YOUR OBJECTIVE :: The required output is every entry below, copied exactly.

Data items
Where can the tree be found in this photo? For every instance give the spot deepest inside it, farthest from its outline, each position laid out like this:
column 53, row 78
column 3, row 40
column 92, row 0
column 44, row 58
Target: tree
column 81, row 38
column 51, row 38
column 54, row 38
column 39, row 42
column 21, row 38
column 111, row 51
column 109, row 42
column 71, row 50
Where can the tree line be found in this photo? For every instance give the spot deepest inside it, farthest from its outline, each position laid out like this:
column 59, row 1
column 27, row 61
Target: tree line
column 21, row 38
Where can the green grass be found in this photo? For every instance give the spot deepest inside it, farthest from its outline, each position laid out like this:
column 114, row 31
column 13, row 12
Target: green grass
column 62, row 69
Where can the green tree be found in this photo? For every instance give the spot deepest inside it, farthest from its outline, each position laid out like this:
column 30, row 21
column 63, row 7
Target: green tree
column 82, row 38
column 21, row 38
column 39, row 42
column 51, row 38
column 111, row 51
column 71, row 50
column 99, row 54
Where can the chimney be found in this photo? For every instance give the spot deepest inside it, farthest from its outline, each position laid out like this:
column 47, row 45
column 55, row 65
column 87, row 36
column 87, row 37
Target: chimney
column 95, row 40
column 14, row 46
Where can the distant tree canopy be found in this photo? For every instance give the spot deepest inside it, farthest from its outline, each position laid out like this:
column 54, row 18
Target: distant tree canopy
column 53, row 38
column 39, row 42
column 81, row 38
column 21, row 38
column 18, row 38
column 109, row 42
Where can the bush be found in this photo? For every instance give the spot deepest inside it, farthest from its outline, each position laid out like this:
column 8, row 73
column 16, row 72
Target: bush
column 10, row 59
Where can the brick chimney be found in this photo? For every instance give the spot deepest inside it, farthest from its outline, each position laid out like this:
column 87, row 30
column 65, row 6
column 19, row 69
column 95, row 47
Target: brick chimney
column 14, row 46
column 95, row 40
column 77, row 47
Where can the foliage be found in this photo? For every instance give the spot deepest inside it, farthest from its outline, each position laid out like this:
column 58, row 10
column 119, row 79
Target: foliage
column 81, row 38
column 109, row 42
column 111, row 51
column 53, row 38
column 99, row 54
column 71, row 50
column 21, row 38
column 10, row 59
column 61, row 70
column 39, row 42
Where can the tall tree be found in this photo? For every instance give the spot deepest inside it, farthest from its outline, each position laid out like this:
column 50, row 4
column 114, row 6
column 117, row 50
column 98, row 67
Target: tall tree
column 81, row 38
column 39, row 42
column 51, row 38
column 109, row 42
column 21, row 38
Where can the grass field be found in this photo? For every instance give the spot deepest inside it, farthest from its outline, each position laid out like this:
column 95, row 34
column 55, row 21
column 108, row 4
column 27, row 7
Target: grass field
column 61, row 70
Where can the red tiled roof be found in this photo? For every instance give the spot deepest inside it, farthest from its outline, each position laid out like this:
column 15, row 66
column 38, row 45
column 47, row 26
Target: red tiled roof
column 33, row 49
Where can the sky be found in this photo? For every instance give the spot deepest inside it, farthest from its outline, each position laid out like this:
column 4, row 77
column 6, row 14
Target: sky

ANSWER SECTION ::
Where can the tree be found in this photo? For every instance give the spot deepest inside it, farthest from its outline, each position laid out like this:
column 53, row 78
column 3, row 40
column 92, row 0
column 44, row 58
Target: tree
column 81, row 38
column 51, row 38
column 54, row 38
column 39, row 42
column 21, row 38
column 111, row 51
column 109, row 42
column 71, row 50
Where can the tree line be found in this photo? For every instance give the spot deepest inside it, farthest from its outline, each position laid out like this:
column 59, row 1
column 27, row 61
Target: tree line
column 21, row 38
Where can the green grass be found in this photo? For every instance give the spot deepest inside it, farthest from its outline, each position laid out like this:
column 114, row 31
column 13, row 12
Target: green grass
column 62, row 69
Where can the green tree be found in this photo? For every instance give the spot deepest inside it, farthest from its outline, each position laid out like this:
column 30, row 21
column 63, row 7
Target: green tree
column 82, row 38
column 21, row 38
column 39, row 42
column 51, row 38
column 111, row 51
column 71, row 50
column 99, row 54
Where can the chimney be found in this photo? For every instance give the spot deepest inside it, farthest from its outline, each position laid out like this:
column 47, row 45
column 55, row 65
column 87, row 36
column 87, row 37
Target: chimney
column 95, row 40
column 14, row 46
Where can the distant tree canopy be found in this photo? For every instance give the spot deepest inside it, farthest from its outline, each position laid out like this:
column 54, row 18
Target: distant tree canopy
column 53, row 38
column 39, row 42
column 81, row 38
column 21, row 38
column 18, row 38
column 109, row 42
Where can the bush be found in this photo? For every instance give the spot deepest inside it, farthest from its outline, each position laid out like this:
column 8, row 73
column 16, row 72
Target: bush
column 10, row 59
Where can the brick chimney be found in this photo? For every instance give the spot deepest inside it, farthest from its outline, each position laid out like this:
column 87, row 30
column 65, row 6
column 19, row 69
column 95, row 47
Target: brick chimney
column 14, row 46
column 95, row 40
column 77, row 47
Where can the foliage be found in this photo? For every instance give the spot deepest inside it, farthest from its outline, each position laid out like this:
column 58, row 10
column 119, row 79
Target: foliage
column 81, row 38
column 109, row 42
column 111, row 51
column 53, row 38
column 99, row 54
column 71, row 50
column 21, row 38
column 10, row 59
column 61, row 70
column 39, row 42
Where can the tall tree be found in this photo? For every instance give the spot deepest inside it, farthest from its outline, each position laid out like this:
column 50, row 4
column 114, row 6
column 117, row 50
column 98, row 67
Target: tall tree
column 81, row 38
column 39, row 42
column 51, row 38
column 109, row 42
column 21, row 38
Where can the grass field be found in this photo? For every instance give the spot deepest inside it, farthest from its outline, each position laid out like this:
column 95, row 34
column 55, row 21
column 108, row 4
column 27, row 7
Target: grass field
column 61, row 70
Where can the red tiled roof be found in this photo? For every instance give the spot deepest inside it, farthest from its outline, each position laid out like this:
column 15, row 66
column 38, row 45
column 47, row 26
Target: red tiled roof
column 33, row 49
Where can the sky be found in this photo? For every instance give the spot deepest inside it, farthest from its outline, each position laid out like this:
column 4, row 77
column 6, row 14
Target: sky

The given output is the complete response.